Page
Is the worst case scenario really going to happen? In the U.S.? Hard to say. The approach Mauldin and Tepper take is to lay out scenarios from bad to worse: there really are no "good' scenarios, since as they point out, we've been putting off dealing with the problem for so long that even if all of our politicians magically turn into sober, responsible adults, there's no solution that doesn't involve pain. It's just a matter of how much pain, and spread over how long a period. If the Powers That Be act rationally and responsibly, they can do a certain amount of harm reduction. If not (and let's be honest, even the authors' money is on "not"), then it will just keep piling up until nothing can delay it any longer.

What is "it"? Well, the bill on all our borrowing coming due, basically. The U.S. has been able to get away with running huge deficits forever because we are the goddamn U.S. of A., but even the United States can't do that forever. Endgame isn't just about the U.S. though. Tepper and Mauldin look at the whole world and then run through scenarios for several countries, including the US and the UK, Australia, Japan, Greece, Italy, Spain, Portugal, the Baltics, and Eastern Europe. As bad as things may get in the US and the UK, the situation for other countries is even worse. Some countries could be facing hyperinflation and complete economic meltdown. Theoretically, so could the U.S., though we're so big and have so many natural resources and so much human capital that it really is unlikely the country will literally go bankrupt. What might happen politically, though, is beyond the scope of this book.

Set tasks
- a) According to the passage on Endgame, what is the "it" that will keep piling up until nothing can delay it any longer?
- b) List every single country that the passage on Endgame names among those the authors run scenarios for, leaving out any named region or group of countries.

(Data entries)
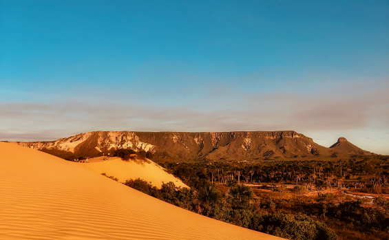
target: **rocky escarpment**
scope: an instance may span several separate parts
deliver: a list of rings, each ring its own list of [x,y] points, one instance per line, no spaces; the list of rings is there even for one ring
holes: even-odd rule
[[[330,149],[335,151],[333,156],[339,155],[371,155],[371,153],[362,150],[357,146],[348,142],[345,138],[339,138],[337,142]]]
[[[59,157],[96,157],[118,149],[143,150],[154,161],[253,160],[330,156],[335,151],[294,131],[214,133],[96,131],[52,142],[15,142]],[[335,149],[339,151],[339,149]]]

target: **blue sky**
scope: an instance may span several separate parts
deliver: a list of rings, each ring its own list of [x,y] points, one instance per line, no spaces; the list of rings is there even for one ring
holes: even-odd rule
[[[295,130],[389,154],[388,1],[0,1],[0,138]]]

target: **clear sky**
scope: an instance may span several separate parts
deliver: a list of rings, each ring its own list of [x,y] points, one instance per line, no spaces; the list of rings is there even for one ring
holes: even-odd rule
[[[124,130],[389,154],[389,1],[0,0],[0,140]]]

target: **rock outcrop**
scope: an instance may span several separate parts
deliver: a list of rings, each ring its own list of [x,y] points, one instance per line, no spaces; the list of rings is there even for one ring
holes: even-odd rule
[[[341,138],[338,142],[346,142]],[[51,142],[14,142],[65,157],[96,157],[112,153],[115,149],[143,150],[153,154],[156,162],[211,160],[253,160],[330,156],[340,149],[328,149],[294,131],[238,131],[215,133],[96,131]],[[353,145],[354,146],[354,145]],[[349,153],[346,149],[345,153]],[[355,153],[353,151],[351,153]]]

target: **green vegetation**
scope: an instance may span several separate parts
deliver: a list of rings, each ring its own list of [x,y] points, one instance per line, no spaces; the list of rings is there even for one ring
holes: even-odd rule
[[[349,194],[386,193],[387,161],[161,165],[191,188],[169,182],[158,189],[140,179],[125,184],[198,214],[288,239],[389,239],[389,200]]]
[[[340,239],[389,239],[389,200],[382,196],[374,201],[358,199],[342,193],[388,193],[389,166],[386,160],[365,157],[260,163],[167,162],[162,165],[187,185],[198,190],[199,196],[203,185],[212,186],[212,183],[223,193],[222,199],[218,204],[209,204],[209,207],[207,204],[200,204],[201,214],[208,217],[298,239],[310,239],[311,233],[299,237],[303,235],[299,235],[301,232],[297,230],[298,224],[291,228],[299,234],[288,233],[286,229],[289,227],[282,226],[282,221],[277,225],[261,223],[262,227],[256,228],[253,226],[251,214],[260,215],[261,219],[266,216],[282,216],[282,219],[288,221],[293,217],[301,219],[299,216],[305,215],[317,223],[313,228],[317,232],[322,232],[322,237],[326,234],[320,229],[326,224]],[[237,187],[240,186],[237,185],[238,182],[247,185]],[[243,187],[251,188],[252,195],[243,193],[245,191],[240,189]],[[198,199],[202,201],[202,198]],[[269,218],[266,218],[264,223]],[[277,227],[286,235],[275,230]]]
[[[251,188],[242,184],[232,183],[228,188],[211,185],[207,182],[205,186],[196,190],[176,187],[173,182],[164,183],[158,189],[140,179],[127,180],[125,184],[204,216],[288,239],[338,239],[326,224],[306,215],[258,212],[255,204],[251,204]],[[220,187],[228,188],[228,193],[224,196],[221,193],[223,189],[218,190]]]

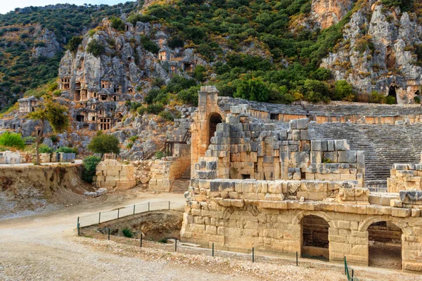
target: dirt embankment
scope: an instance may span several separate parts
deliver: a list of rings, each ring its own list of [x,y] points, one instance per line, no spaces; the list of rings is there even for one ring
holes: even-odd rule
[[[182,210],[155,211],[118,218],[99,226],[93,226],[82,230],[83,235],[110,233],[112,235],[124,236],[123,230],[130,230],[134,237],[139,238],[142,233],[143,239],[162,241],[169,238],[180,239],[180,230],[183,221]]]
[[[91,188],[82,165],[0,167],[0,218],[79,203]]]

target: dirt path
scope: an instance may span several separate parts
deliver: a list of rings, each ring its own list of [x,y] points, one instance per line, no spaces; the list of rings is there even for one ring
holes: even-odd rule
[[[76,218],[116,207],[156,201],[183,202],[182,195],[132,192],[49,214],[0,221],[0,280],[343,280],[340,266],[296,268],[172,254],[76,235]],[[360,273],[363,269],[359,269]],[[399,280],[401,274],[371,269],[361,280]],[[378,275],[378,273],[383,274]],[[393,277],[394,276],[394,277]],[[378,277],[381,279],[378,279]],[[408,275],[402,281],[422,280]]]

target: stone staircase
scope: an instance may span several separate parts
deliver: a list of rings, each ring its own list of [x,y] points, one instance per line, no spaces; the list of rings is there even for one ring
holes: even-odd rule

Answers to the exercise
- a) The bill on all our borrowing coming due.

- b) the US, the UK, Australia, Japan, Greece, Italy, Spain, Portugal